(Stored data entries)
########################################

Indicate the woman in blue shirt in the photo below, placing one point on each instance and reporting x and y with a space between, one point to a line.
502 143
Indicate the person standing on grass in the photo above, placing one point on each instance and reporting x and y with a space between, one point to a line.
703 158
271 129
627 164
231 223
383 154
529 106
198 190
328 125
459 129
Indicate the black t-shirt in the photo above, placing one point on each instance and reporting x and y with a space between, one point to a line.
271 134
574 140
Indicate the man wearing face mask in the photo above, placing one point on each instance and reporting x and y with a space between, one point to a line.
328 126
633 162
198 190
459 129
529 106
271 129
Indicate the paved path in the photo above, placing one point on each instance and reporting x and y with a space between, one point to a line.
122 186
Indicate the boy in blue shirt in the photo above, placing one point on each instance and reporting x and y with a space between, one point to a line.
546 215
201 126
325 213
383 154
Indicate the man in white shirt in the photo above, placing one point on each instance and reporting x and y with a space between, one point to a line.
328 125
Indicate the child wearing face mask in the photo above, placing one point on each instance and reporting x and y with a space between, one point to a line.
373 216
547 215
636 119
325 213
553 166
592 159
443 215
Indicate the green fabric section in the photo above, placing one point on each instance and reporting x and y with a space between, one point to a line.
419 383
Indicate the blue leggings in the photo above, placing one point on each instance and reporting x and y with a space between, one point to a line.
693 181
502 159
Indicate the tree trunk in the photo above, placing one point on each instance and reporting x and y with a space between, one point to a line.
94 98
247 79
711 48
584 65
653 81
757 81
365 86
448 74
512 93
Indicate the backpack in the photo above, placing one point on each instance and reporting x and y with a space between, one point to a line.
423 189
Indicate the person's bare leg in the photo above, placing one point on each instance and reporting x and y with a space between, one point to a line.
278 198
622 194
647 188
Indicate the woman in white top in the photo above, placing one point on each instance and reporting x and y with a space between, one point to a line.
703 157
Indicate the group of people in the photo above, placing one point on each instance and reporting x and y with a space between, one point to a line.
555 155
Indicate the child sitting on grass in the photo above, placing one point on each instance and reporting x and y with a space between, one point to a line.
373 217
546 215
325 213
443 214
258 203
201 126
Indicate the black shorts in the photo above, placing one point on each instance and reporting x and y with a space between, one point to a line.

########################################

Write out again the material from the line with "Indicate the child sitting" up to and including its last line, leaving the requests as they are. Multiply each coordinate in the answers by 1.15 and round to whole numbers, with halves going up.

Reply to the task
Indicate the child sitting on grass in the photo above, placing one point on each instance and reporting x and y with a space between, one point to a line.
429 250
628 247
374 245
509 246
297 233
231 145
Indicate the black shorts in the photo above, placing one point on each instance and reporting x and y with a space between, one point to a line.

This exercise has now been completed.